- _Deine Aufgaben_:
1. Gib aus dem Textauszug über die EM-Akkreditierung den Teil wörtlich zurück, der bei „Tor bei der“ anfängt und bei „von der Uefa?“ aufhört.
2. Fasse im Textauszug über die EM-Akkreditierung den Absatz ab „Uefa hat sich Zeit gelassen“ als kurze Stichpunktliste zusammen und behalte dabei die wichtigsten Fakten.

Gratisessen gibt es bei dieser EM für Jour­na­lis­t:in­nen nicht. Dafür personalisierte Sitze und Food-Labels von „grüner Hügel“ bis „Scheißhäufchen“.

Tor bei der EM in der Schweiz! Aber die Teilnahme für Jour­na­lis­t:in­nen wird immer komplizierter Foto: Martin Meissner/ap

D ie Uefa hat sich Zeit gelassen. Ich weiß nicht, ob es schlechte Organisation war, Gleichgültigkeit oder Marketingstrategie. In jedem Fall habe ich erst erfahren, dass ich für das Turnier akkreditiert bin, als ich schon zur K.-o.-Runde in die Schweiz angereist war – immerhin zwei Tage vor dem ersten Spiel, auf wiederholtes Nachfragen, und immerhin ein Ja. Das nennt man wohl Thrill. Dieser ungewollte Thrill muss ein allgemeines Ding gewesen sein. Auch andere Kol­le­g:in­nen haben bis wenige Wochen vor Turnierbeginn geharrt. Für Leute mit finanziellem Vorschuss vom Auftraggeber, zu denen ich schönerweise gehöre, war das zu verkraften. Aber was ist mit Kolleg:innen, die auf eigene Rechnung ohne Absicherung buchen? Und wie unverschämt ist das generell von der Uefa?

- _Bereitgestelltes Material_:
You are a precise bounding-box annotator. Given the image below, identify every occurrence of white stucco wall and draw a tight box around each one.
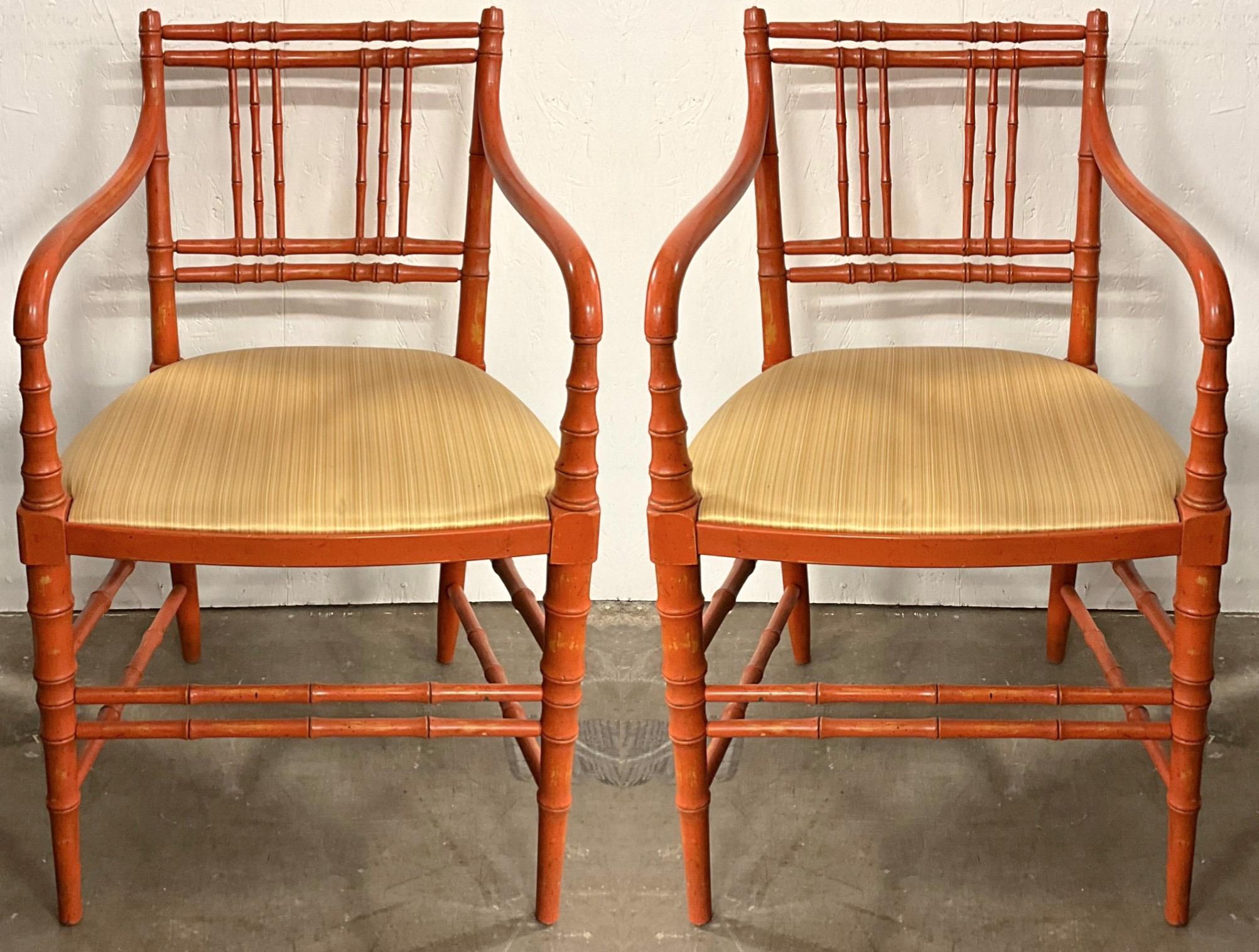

- _Antworten pro Aufgabe_:
1.
Tor bei der EM in der Schweiz! Aber die Teilnahme für Jour­na­lis­t:in­nen wird immer komplizierter Foto: Martin Meissner/ap

D ie Uefa hat sich Zeit gelassen. Ich weiß nicht, ob es schlechte Organisation war, Gleichgültigkeit oder Marketingstrategie. In jedem Fall habe ich erst erfahren, dass ich für das Turnier akkreditiert bin, als ich schon zur K.-o.-Runde in die Schweiz angereist war – immerhin zwei Tage vor dem ersten Spiel, auf wiederholtes Nachfragen, und immerhin ein Ja. Das nennt man wohl Thrill. Dieser ungewollte Thrill muss ein allgemeines Ding gewesen sein. Auch andere Kol­le­g:in­nen haben bis wenige Wochen vor Turnierbeginn geharrt. Für Leute mit finanziellem Vorschuss vom Auftraggeber, zu denen ich schönerweise gehöre, war das zu verkraften. Aber was ist mit Kolleg:innen, die auf eigene Rechnung ohne Absicherung buchen? Und wie unverschämt ist das generell von der Uefa?

2.
- Die Uefa hat sich Zeit gelassen. Ob aus schlechter Organisation, Gleichgültigkeit oder Marketingstrategie, bleibt offen.
- Die Zusage zur Akkreditierung kam erst nach der Anreise zur K.-o.-Runde in die Schweiz, zwei Tage vor dem ersten Spiel und erst nach wiederholtem Nachfragen.
- Auch andere Kolleg:innen mussten bis wenige Wochen vor Turnierbeginn warten.
- Wer einen finanziellen Vorschuss vom Auftraggeber hat, kann das verkraften.
- Offen bleibt, was mit Kolleg:innen ist, die auf eigene Rechnung und ohne Absicherung buchen, und wie unverschämt das Vorgehen der Uefa insgesamt ist.